### [Extract]
Second Coding Period
Some of my initial time was spent on working with the libdrm
so that I can add a testcases to it that I can use to test my patches.
At this point I was well aware with the scheduler code. And I started discussing the potential ways to implement the dynamic scheduling. We
decided on an implementation and I started the coding part. A significant amount of my time during this period was spent on
debugging. I was unable to get it working by the end of this coding period but I started sending some initial patches to the list to get them committed.
The patches that I contributed during this period are:
- drm/scheduler: add a pointer to scheduler in the rq
- drm/scheduler: modify args of drm_sched_entity_init
Third Coding Period
The debugging continued from the previous period and I kept sending more patches upstream. Finally, I was able to complete the debugging and get a working set of patches. The rest of the time was spent on polishing the patches and getting them upstream. The patches that I contributed during this period are:
- drm/scheduler: modify API to avoid redundancy
- drm/scheduler: remove sched field from the entity
- drm/scheduler: add a list of run queues to the entity
- drm/scheduler: add counter for total jobs in scheduler
- drm/scheduler: add new function to get least loaded sched v2
- drm/scheduler: move idle entities to scheduler with less load v2
My work is likely to be part of the v4.20 release of the linux kernel.
Future Work
Though I was able to implement all the things that I had promised, the work on scheduler is far from over. The dynamic scheduling that we implemented only targets specific cases and can be improved upon. Some of existing TODOs:
- Have a better criteria for calculating load. We only use the number of loads queued to calculate the load but we can use other things like number of entities as well.

### [Parts of the exercise]
A. Translate this sentence from the scheduler report into Spanish: "Finally, I was able to complete the debugging and get a working set of patches."
B. Please continue the scheduler report, starting after its last sentence.

### [Source information]
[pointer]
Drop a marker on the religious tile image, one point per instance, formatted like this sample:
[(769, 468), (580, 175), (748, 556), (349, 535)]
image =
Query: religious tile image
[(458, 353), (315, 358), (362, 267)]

### [Answers given]
A. Finalmente, pude completar la depuración y obtener un conjunto de parches que funcionaba.

B.
- We only shift empty entities. We can start shifting non empty entities but that will require some effort as we need to handle the dependencies in that case properly.
- We only shift an entity when we push a job to it. This is not the ideal scenario as it could lead to an imbalance of load, we instead should do balancing when a job completes. But doing that is going to be a difficult job, even I have not formulated how this could be implemented yet.
If you are looking for TODOs in scheduler other than load balancing then you should definitely contact Christian König, he has a lot TODOs up his sleeve at all times.
Thanks
I would like to thank Christian König for all his support, for being extremely responsive and for being patient with me throughout the project. Without his constant support, this project would’ve been a lot harder and a lot less fun to do.
I would also like to thank the dri-devel community for being helpful throughout the project.